■ **Data records**

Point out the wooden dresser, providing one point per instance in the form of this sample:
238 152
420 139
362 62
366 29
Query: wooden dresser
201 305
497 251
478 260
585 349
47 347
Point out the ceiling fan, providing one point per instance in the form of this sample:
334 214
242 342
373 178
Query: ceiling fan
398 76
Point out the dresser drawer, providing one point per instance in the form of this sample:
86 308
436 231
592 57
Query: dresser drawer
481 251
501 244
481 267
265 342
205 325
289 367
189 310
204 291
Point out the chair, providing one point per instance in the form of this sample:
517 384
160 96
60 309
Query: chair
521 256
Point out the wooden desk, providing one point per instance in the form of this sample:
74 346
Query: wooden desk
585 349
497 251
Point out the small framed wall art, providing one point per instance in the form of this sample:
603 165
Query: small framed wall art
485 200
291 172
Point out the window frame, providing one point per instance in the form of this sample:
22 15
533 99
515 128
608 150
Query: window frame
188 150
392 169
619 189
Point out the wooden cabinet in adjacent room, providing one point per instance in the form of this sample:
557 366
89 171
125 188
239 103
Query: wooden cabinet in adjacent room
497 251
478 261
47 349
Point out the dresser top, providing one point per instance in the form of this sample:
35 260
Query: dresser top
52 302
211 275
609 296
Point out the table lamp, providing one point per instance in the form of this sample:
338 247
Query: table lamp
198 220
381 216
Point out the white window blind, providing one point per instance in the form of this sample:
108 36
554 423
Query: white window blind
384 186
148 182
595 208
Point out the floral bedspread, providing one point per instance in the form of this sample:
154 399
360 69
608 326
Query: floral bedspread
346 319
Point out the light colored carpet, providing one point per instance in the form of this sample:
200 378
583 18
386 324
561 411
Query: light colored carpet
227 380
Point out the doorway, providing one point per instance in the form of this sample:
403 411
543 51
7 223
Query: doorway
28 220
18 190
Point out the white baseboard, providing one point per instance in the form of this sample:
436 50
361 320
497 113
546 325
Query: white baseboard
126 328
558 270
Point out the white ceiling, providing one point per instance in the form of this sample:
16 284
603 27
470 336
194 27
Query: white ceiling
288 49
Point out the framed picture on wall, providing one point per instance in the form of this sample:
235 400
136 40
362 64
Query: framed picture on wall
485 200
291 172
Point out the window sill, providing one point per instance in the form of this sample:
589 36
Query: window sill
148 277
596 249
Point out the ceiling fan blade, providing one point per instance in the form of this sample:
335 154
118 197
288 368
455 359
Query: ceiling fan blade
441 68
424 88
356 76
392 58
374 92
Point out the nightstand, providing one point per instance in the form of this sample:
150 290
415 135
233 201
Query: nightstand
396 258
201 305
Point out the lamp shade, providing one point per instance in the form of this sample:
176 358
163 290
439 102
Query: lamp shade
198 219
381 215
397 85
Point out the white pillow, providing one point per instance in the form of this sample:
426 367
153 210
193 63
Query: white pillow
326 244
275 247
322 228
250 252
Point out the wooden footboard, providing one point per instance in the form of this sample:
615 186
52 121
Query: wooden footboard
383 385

■ **Work task**
From the first line to the last, copy every record exactly.

■ **Written answer**
Point out the wooden dresser, providing one point per instance in the form of this sample:
238 152
420 139
362 62
366 29
Query: wooden dresser
201 305
497 251
478 260
585 349
47 347
Point out the ceiling fan, providing one point per instance in the form of this sample:
334 214
242 342
373 178
Query: ceiling fan
398 76
Point out the dresser drawer, providing one point per instance in the form of this sample:
86 308
436 231
592 57
Query: dresser drawer
481 251
501 244
481 267
265 342
205 325
289 367
189 310
204 291
Point out the chair, providing one point per instance in the form of this sample:
517 384
160 96
60 309
Query: chair
521 256
Point out the wooden desk, providing one point per instance in the form of this sample:
74 346
Query: wooden desk
585 349
497 251
Point out the small framed wall art, providing one point per instance in the form of this sample:
603 165
Query: small framed wall art
485 200
291 172
Point out the window frame, providing one point per instance in the form of this sample:
22 15
533 99
515 128
608 150
Query: window frame
188 150
392 169
619 189
Point out the wooden cabinet in adjacent room, providing one point per instance in the form of this sample:
557 366
89 171
125 188
239 103
Query: wooden cabinet in adjacent room
497 251
478 261
47 349
Point out the dresser top, providing one point per instance in the form of this sample:
35 260
Query: dresser top
52 302
211 275
609 296
Point out the table lamp, providing one point per instance in the form of this sample:
338 247
Query: table lamp
198 220
381 216
Point out the white window blind, providing one point per instance in the form of this sample:
108 36
554 423
Query: white window blind
384 186
148 182
595 208
Point out the floral bedspread, providing one point per instance in the form of this sample:
154 399
360 69
608 326
Query: floral bedspread
346 319
Point out the light colored carpet, providing one point per instance in the form of this sample:
200 378
583 18
386 324
561 411
Query: light colored carpet
227 380
Point out the doorway, providing one point per instance in the form of this sample:
403 411
543 51
7 223
Query: doorway
28 220
18 190
Point out the white baseboard, providing one point per instance in the form of this sample:
436 50
361 320
497 113
546 325
Query: white baseboard
126 328
558 270
Point out the white ceiling, providing one point per instance in the form of this sample:
16 284
603 27
470 336
194 27
Query: white ceiling
288 49
Point out the framed picture on wall, providing one point per instance in the form of this sample:
235 400
136 40
362 64
Query: framed picture on wall
485 200
291 172
Point out the window sill, providing one point per instance in the form of this sample:
589 36
Query: window sill
148 277
596 249
Point out the ceiling fan blade, providing one point per instance in the form of this sample:
335 154
118 197
288 368
455 359
Query: ceiling fan blade
441 68
424 88
356 76
392 58
374 92
Point out the nightstand, providing one point per instance in the form of this sample:
150 290
415 135
233 201
Query: nightstand
396 258
201 305
Point out the lamp shade, providing one point per instance in the form of this sample:
176 358
163 290
439 102
Query: lamp shade
198 219
381 215
397 85
Point out the white pillow, providing one point per instance in the form of this sample:
426 367
153 210
193 63
Query: white pillow
326 244
275 247
322 228
250 252
Point out the wooden footboard, providing one point per instance in the form of this sample:
615 186
52 121
Query: wooden footboard
383 385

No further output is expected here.